- WHAT THE EXERCISE ASKS: Look over the entries and say how many lines include the word "below". Only the number, please.

- DATA:
━━━━━━━━━━━━━━━━
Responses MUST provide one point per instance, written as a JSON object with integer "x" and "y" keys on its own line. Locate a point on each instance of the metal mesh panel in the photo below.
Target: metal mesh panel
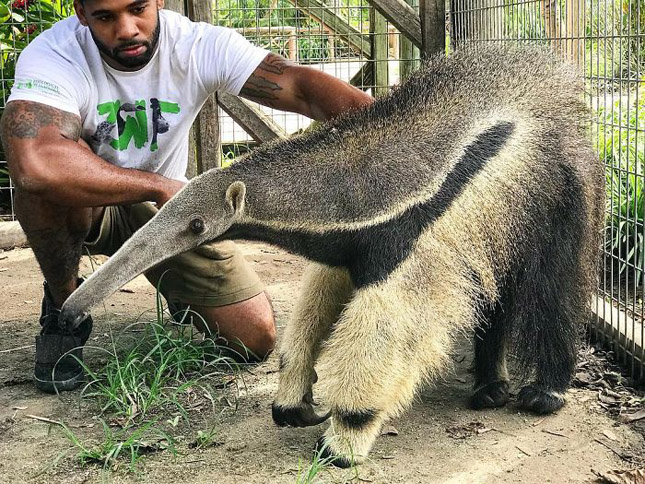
{"x": 339, "y": 37}
{"x": 605, "y": 38}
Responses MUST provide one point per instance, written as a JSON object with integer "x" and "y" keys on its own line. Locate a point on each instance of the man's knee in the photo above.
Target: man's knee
{"x": 246, "y": 325}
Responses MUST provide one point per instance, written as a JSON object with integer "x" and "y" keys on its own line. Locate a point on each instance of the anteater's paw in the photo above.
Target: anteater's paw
{"x": 302, "y": 415}
{"x": 491, "y": 395}
{"x": 324, "y": 452}
{"x": 538, "y": 400}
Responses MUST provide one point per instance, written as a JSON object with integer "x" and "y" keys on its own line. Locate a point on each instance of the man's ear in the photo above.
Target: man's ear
{"x": 235, "y": 196}
{"x": 80, "y": 12}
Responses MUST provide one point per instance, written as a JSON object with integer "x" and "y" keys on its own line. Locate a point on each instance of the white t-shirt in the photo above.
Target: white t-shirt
{"x": 136, "y": 119}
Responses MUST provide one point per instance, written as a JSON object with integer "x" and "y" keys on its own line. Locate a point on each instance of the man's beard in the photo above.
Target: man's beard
{"x": 130, "y": 62}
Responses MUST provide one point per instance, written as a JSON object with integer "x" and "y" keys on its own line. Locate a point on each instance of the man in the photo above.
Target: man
{"x": 98, "y": 122}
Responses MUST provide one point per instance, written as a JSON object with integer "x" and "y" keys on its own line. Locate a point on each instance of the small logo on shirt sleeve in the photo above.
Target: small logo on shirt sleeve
{"x": 37, "y": 85}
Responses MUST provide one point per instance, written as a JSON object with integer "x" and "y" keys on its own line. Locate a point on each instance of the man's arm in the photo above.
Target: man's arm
{"x": 281, "y": 84}
{"x": 46, "y": 159}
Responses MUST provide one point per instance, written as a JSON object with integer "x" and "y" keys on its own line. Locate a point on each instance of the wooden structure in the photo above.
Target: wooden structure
{"x": 425, "y": 31}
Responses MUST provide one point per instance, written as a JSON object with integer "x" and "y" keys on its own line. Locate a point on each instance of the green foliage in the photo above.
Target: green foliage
{"x": 163, "y": 369}
{"x": 615, "y": 48}
{"x": 312, "y": 44}
{"x": 621, "y": 144}
{"x": 21, "y": 21}
{"x": 130, "y": 443}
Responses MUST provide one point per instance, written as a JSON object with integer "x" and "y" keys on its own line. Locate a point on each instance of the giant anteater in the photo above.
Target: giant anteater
{"x": 468, "y": 199}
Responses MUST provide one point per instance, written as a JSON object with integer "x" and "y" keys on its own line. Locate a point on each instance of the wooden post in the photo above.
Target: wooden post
{"x": 433, "y": 26}
{"x": 574, "y": 22}
{"x": 207, "y": 138}
{"x": 408, "y": 52}
{"x": 378, "y": 31}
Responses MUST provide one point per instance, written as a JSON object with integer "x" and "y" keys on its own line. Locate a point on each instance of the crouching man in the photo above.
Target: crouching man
{"x": 96, "y": 128}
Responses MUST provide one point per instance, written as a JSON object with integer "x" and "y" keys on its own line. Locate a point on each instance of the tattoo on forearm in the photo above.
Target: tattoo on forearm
{"x": 260, "y": 88}
{"x": 274, "y": 63}
{"x": 24, "y": 119}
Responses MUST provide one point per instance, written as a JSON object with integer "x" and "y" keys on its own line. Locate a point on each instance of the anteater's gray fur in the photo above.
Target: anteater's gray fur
{"x": 466, "y": 200}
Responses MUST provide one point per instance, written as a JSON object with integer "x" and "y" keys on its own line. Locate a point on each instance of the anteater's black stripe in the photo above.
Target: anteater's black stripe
{"x": 356, "y": 419}
{"x": 372, "y": 253}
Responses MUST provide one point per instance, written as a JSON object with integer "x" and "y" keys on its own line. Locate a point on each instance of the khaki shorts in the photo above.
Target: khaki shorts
{"x": 214, "y": 274}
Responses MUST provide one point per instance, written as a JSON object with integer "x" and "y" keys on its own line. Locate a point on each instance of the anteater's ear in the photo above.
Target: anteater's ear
{"x": 235, "y": 196}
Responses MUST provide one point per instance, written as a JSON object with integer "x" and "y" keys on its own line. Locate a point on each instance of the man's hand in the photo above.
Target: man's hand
{"x": 281, "y": 84}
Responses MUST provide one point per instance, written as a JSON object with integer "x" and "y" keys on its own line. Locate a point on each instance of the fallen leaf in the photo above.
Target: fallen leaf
{"x": 525, "y": 452}
{"x": 633, "y": 417}
{"x": 634, "y": 476}
{"x": 610, "y": 435}
{"x": 390, "y": 431}
{"x": 557, "y": 434}
{"x": 465, "y": 431}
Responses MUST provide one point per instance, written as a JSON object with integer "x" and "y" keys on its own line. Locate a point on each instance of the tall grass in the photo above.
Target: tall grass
{"x": 621, "y": 145}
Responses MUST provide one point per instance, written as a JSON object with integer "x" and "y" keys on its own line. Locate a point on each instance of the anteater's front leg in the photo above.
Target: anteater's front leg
{"x": 325, "y": 292}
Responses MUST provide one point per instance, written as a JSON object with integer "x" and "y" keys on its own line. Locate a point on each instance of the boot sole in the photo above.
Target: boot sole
{"x": 50, "y": 386}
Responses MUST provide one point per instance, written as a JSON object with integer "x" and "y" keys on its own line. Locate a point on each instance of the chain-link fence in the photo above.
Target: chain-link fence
{"x": 345, "y": 38}
{"x": 350, "y": 40}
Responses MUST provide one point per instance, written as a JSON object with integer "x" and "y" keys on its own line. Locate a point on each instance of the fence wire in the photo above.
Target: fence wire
{"x": 351, "y": 41}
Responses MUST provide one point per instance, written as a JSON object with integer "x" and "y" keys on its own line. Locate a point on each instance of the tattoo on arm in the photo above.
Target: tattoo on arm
{"x": 24, "y": 119}
{"x": 261, "y": 89}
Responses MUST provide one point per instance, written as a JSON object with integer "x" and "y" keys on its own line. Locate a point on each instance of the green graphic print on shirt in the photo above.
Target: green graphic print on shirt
{"x": 130, "y": 127}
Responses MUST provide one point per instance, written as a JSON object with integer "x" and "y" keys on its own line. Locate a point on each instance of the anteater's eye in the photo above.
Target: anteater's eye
{"x": 197, "y": 225}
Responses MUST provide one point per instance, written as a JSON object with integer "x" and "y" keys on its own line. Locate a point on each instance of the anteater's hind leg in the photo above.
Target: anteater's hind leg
{"x": 384, "y": 344}
{"x": 325, "y": 292}
{"x": 551, "y": 303}
{"x": 549, "y": 314}
{"x": 491, "y": 376}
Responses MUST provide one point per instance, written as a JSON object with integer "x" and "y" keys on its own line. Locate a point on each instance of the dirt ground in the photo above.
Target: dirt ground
{"x": 438, "y": 440}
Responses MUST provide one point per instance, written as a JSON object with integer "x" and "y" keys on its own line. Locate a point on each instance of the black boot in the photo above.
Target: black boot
{"x": 53, "y": 373}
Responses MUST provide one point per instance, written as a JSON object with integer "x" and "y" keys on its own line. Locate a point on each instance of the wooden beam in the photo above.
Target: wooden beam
{"x": 402, "y": 16}
{"x": 338, "y": 25}
{"x": 408, "y": 53}
{"x": 433, "y": 26}
{"x": 191, "y": 169}
{"x": 364, "y": 78}
{"x": 255, "y": 123}
{"x": 207, "y": 138}
{"x": 378, "y": 30}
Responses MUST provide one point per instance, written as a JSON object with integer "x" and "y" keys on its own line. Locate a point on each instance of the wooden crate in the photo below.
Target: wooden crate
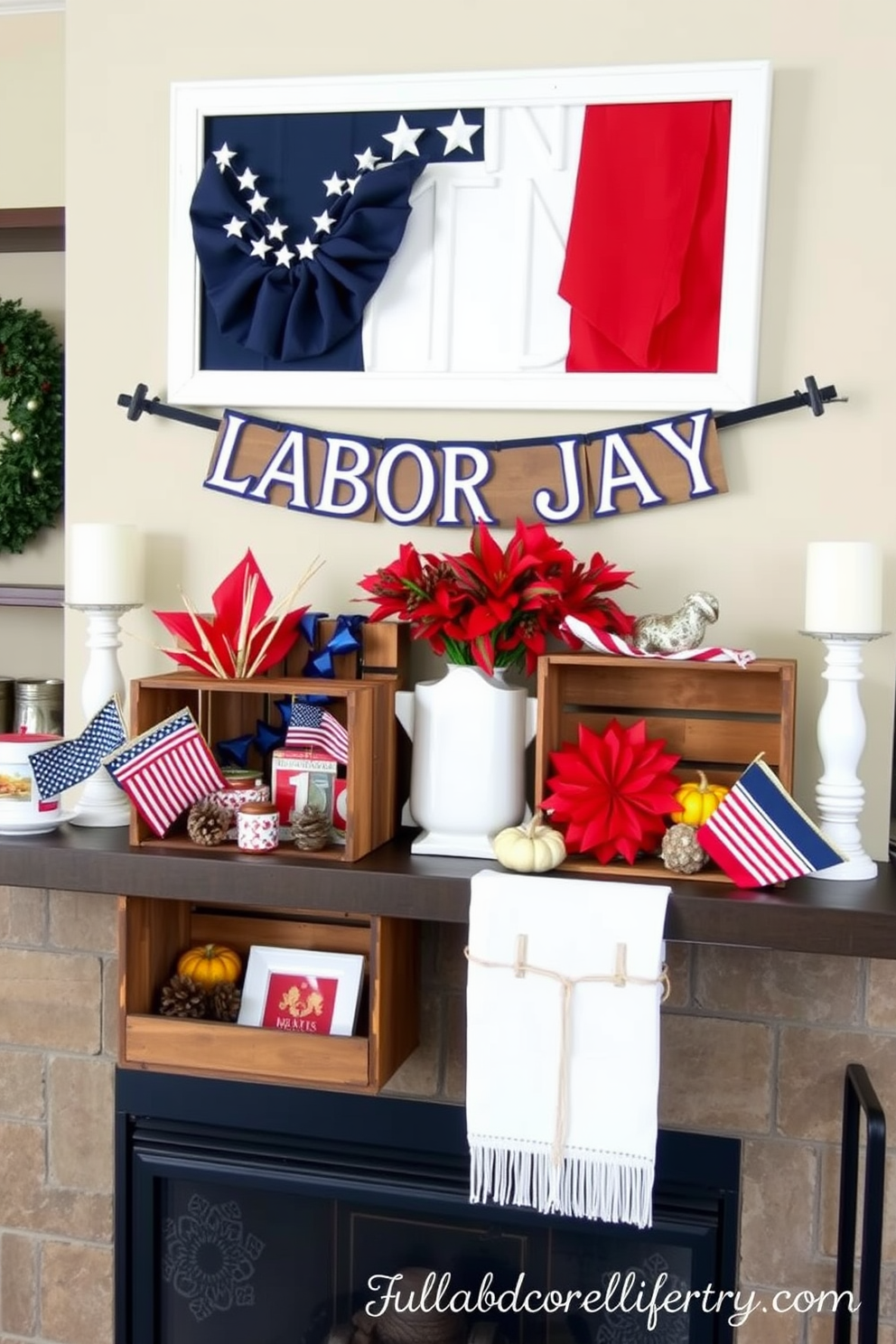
{"x": 226, "y": 710}
{"x": 152, "y": 934}
{"x": 716, "y": 716}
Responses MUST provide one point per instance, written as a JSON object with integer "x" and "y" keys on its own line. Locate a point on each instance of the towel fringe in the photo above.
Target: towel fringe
{"x": 611, "y": 1187}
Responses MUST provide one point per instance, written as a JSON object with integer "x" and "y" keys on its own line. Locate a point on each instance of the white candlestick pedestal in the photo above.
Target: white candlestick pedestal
{"x": 840, "y": 795}
{"x": 102, "y": 803}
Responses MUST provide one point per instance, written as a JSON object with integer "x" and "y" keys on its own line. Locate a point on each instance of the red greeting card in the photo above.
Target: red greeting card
{"x": 300, "y": 1003}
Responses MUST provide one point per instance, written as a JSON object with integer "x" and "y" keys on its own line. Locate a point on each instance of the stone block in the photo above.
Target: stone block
{"x": 810, "y": 1078}
{"x": 419, "y": 1074}
{"x": 50, "y": 1000}
{"x": 83, "y": 921}
{"x": 22, "y": 1085}
{"x": 678, "y": 961}
{"x": 791, "y": 985}
{"x": 716, "y": 1074}
{"x": 880, "y": 1004}
{"x": 18, "y": 1283}
{"x": 830, "y": 1202}
{"x": 80, "y": 1115}
{"x": 778, "y": 1197}
{"x": 23, "y": 916}
{"x": 76, "y": 1293}
{"x": 28, "y": 1204}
━━━━━━━━━━━━━━━━
- YOUR SOLUTION: 2